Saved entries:

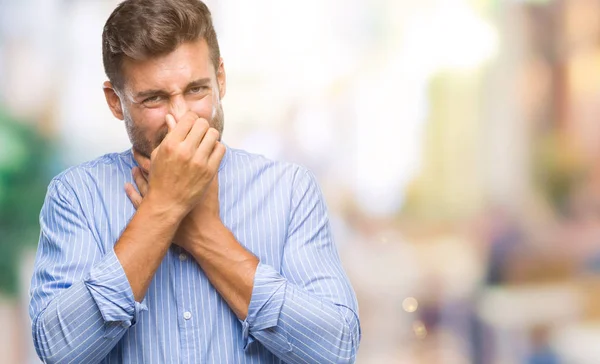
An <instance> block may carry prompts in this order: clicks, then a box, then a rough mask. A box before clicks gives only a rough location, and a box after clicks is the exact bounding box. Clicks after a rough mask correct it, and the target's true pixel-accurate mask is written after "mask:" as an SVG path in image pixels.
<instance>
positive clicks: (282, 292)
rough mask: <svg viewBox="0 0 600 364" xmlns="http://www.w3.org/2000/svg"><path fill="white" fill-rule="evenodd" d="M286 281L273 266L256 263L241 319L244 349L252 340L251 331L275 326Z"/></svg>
mask: <svg viewBox="0 0 600 364" xmlns="http://www.w3.org/2000/svg"><path fill="white" fill-rule="evenodd" d="M286 282H287V281H286V279H285V278H283V277H282V276H281V275H280V274H279V273H278V272H277V271H276V270H275V269H274V268H273V267H271V266H269V265H265V264H262V263H258V266H257V267H256V273H255V275H254V287H253V289H252V297H251V298H250V305H249V306H248V315H247V316H246V319H245V320H244V321H242V337H243V339H244V350H245V349H246V348H247V347H248V345H250V344H251V343H252V342H253V341H254V339H253V338H252V337H251V336H250V332H251V331H257V330H265V329H268V328H271V327H275V326H277V323H278V321H279V315H280V313H281V307H282V306H283V302H284V299H285V286H286Z"/></svg>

Your assignment: Copy out all of the data above word for word, leaving out the pictures.

Written solution:
An <instance> block may carry prompts in this order: clicks, then a box, then a rough mask. A box before clicks gives only a rough location, and a box after clicks is the exact bounding box. Clicks after a rough mask correct it, and the target's true pixel-accurate mask is written after "mask:" as an SVG path in image pixels.
<instance>
positive clicks: (282, 292)
rough mask: <svg viewBox="0 0 600 364" xmlns="http://www.w3.org/2000/svg"><path fill="white" fill-rule="evenodd" d="M286 281L273 266L256 263L241 319L244 349L252 340L251 331L275 326Z"/></svg>
mask: <svg viewBox="0 0 600 364" xmlns="http://www.w3.org/2000/svg"><path fill="white" fill-rule="evenodd" d="M286 282H287V281H286V279H285V278H283V277H282V276H281V275H280V274H279V273H278V272H277V271H276V270H275V269H274V268H273V267H271V266H269V265H265V264H262V263H258V266H257V267H256V273H255V275H254V287H253V289H252V297H251V298H250V305H249V306H248V315H247V316H246V319H245V320H244V321H242V337H243V339H244V350H245V349H246V348H247V347H248V345H250V344H251V343H252V342H253V341H254V339H253V338H252V337H251V336H250V332H251V331H257V330H265V329H268V328H271V327H275V326H277V323H278V321H279V315H280V313H281V307H282V306H283V302H284V299H285V286H286Z"/></svg>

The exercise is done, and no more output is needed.